__Page__
And God forbid we should try and resist…or holler cop…or do ANYTHING else about it, or else we’re the bad guy. Amen.
After you read this perhaps you will be SICK!
From Esquire …Ben Silverman, the recently appointed thirty-seven-year-old head of NBC Entertainment.
But man, last night…” He’s referring to the private gathering he hosted with some nightclub promoters at a mansion in the Hollywood Hills to celebrate the twenty-four Emmy nominations earned by shows he produced before taking the network gig — and, he says, to demonstrate that the cool kids now hang with NBC. The formal party featured bikini-clad girls dancing on rafts in the pool, the Hilton sisters, and a caged white tiger in the entryway. “It was sick,” says Silverman, who greeted his six hundred guests in a silver Dolce & Gabbana suit and shut the place down around 5:30 a.m. “You looked around and saw so many beautiful women. But then you looked closer and it’s like, Hey, that’s Molly Sims. See what I mean? Just a totally sick party.”
Let’s all face it, the Ben Silverman’s aren’t inviting YOU to their parties, but they are damn happy for you to work your ass off to pay for it! Unless EVERYONE not at the VERY TIPPY TOP of the food chain in this business realizes that they need to wake up and fight to get their fair share, Mr. Silverman will be able to afford renting a whole circus of white tigers to accessorize his next SICK soriee!
I agree with the commenter that says every hard working, industry person from the writer to the mail room kids should through a SICK party for BEN – everyone call in SICK for a day or two. Maybe that will make BEN and the AMPTP SICK enough to negotiate a fair deal for all of us!
Stand together everyone – some of those pennies need to go into all of our pockets too – even if you next party is at Chucky Cheese for the kids!
Semper Fi
“I support the WGA and the strike, but if they stop trying to work a resolution by having some modesty and good faith”
IATSE JR, will you please cut it out? We are not refusing to bargain, the producers are. What are we supposed to do, ask actors from SAG to come into the room with us and impersonate Nick Counter, ie the man who has said over and over they will not bargain? While I’m sure we could work out a deal with the SAG impersonator, that’s prbably not going to be legally binding. We can’t afford to continue to lose pay either, all us “rich guys” making $15,000-60,000 a year, but we have to take a stand here before they roll back out pay and benefits to 1960 levels. And if they break us, they’re coming for you next.

__Problem set__
- 1) In the comment thread, what was Silverman wearing when he greeted his guests?
- 2) Format the part of the listing running from the line containing "For every instance of the reflection of trees, mark" down to the line containing "[[448, 940], [103, 957]]" as a Markdown table with the columns Row and Line. Give each line a row number and leave out any blank lines.

__Task input__
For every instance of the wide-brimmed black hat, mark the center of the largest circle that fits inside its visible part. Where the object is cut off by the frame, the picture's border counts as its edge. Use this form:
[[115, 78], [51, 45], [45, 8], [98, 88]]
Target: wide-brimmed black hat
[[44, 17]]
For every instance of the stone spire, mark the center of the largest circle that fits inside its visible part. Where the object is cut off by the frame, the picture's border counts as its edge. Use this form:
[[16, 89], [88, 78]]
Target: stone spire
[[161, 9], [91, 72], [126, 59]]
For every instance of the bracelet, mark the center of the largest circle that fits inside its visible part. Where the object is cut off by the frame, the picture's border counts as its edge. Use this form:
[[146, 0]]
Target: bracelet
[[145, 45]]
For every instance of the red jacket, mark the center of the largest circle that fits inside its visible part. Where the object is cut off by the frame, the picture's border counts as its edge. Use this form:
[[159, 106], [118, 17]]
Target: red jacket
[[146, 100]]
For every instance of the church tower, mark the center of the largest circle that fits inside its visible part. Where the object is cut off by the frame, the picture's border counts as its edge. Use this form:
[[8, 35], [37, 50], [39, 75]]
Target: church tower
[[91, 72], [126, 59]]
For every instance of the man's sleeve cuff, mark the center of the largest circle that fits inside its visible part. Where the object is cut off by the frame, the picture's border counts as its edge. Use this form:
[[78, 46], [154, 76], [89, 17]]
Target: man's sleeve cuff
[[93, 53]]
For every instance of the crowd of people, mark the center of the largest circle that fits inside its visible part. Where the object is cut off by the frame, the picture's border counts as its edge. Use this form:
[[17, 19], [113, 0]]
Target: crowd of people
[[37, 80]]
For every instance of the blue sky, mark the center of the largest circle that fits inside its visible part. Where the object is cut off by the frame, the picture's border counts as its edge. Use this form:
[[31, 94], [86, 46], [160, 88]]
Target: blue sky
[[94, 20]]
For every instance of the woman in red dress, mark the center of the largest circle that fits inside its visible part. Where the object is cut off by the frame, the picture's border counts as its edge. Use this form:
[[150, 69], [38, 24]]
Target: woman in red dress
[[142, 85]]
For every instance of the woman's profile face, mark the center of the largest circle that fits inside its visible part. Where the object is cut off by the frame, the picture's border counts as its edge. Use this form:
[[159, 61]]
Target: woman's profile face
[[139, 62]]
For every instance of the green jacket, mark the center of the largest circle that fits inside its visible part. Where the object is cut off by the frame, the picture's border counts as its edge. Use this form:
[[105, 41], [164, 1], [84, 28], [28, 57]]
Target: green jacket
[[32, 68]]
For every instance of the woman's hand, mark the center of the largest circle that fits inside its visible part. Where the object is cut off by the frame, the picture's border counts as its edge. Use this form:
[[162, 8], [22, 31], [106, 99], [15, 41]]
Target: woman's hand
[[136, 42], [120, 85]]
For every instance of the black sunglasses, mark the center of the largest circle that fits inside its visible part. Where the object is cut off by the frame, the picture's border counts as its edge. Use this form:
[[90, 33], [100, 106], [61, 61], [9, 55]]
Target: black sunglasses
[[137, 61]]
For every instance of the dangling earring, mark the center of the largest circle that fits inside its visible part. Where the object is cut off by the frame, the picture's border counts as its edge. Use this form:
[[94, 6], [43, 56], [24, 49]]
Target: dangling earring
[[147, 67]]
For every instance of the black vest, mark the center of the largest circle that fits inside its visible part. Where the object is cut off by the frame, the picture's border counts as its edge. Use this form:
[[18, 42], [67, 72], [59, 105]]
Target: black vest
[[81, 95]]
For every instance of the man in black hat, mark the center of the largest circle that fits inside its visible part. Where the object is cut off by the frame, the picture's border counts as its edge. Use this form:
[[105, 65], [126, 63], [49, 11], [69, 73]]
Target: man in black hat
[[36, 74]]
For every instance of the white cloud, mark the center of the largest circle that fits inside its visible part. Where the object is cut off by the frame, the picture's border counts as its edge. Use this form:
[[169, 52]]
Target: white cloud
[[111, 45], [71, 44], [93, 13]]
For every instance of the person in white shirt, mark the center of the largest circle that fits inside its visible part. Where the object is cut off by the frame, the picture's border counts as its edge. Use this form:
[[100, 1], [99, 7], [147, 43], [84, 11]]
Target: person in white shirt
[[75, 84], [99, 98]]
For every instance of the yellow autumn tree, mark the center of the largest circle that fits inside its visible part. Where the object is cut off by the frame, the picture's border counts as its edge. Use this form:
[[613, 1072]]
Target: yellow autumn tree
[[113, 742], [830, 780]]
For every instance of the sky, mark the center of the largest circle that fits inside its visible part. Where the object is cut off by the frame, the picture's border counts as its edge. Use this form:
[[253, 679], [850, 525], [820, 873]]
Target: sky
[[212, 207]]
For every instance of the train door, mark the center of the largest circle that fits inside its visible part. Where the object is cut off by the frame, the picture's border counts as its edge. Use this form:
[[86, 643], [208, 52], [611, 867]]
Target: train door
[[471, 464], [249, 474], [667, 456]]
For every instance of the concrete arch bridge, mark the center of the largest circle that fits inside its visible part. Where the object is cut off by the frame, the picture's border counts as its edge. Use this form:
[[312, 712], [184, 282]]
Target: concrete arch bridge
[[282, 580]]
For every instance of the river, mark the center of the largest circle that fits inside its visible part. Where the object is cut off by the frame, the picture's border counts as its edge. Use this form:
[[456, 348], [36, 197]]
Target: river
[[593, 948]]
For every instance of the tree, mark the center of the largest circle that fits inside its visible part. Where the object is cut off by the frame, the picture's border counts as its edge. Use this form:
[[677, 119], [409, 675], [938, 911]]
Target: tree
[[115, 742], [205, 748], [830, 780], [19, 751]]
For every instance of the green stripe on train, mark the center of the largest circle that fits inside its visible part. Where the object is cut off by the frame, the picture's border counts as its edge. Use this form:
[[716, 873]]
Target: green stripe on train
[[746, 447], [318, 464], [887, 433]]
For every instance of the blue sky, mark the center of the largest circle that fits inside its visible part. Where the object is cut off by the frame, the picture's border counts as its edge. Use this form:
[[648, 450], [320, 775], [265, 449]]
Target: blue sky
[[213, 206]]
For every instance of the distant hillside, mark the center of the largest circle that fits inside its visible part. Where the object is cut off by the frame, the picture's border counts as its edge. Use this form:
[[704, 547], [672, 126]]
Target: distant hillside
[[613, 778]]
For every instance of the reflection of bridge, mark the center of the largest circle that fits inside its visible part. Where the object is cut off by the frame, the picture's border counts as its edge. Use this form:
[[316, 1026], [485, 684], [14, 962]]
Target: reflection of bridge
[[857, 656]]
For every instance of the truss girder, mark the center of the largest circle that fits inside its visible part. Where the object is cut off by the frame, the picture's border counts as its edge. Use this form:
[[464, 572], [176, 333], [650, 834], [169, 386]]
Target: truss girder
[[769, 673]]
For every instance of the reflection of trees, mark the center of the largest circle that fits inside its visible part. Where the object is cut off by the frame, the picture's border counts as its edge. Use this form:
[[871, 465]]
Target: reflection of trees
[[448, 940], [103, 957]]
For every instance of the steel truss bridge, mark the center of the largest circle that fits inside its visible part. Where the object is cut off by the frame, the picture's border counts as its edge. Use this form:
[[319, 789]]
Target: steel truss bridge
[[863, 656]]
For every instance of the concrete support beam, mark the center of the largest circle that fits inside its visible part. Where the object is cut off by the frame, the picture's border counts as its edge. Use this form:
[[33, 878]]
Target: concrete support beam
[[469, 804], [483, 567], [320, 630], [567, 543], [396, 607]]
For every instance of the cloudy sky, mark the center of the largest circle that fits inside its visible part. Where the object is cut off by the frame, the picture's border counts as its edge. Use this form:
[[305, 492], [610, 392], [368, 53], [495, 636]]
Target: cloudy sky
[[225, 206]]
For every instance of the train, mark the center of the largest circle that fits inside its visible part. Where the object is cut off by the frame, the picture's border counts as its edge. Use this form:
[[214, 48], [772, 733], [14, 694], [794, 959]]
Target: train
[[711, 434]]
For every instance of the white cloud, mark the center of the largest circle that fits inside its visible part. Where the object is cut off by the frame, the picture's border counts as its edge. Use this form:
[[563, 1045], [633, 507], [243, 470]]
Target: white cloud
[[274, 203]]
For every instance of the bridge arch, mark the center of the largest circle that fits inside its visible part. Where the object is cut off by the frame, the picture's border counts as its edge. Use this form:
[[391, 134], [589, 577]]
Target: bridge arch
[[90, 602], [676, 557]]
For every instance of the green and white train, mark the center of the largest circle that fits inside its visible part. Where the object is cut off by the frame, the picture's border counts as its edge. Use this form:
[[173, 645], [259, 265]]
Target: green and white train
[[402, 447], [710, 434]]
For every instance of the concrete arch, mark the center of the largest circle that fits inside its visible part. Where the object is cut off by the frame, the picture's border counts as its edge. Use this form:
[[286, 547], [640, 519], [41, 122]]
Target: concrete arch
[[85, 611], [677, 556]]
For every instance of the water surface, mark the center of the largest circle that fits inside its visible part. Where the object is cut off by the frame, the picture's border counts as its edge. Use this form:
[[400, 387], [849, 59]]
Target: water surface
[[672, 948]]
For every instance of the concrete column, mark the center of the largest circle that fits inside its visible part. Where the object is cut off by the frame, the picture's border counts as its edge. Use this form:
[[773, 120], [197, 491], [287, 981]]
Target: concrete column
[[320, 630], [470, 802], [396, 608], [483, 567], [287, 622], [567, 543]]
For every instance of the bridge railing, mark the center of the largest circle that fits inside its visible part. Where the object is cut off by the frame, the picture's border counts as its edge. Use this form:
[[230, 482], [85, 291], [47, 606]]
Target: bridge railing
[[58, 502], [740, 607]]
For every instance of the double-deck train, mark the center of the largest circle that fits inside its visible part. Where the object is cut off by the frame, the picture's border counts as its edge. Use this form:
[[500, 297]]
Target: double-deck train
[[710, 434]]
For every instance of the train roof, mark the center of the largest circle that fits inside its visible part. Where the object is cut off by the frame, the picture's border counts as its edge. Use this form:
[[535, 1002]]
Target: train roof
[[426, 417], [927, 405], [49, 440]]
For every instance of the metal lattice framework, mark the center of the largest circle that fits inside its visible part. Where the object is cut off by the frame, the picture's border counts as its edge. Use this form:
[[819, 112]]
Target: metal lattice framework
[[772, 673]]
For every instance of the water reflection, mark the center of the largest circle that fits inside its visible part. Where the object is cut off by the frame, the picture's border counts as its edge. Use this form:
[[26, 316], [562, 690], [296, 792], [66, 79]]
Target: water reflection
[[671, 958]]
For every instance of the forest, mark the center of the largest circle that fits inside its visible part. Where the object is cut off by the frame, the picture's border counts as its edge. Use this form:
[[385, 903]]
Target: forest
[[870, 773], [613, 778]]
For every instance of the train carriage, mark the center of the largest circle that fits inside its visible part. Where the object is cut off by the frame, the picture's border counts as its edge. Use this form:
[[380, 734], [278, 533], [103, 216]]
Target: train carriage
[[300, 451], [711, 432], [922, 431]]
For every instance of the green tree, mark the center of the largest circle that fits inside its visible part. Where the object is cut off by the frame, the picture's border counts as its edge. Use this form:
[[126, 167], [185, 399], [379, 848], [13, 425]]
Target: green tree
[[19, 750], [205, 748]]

__Solution list__
- 1) A silver Dolce & Gabbana suit.

- 2)
| Row | Line |
|---|---|
| 1 | For every instance of the reflection of trees, mark the center of the largest circle that fits inside its visible part. Where the object is cut off by the frame, the picture's border counts as its edge. Use this form: |
| 2 | [[871, 465]] |
| 3 | Target: reflection of trees |
| 4 | [[448, 940], [103, 957]] |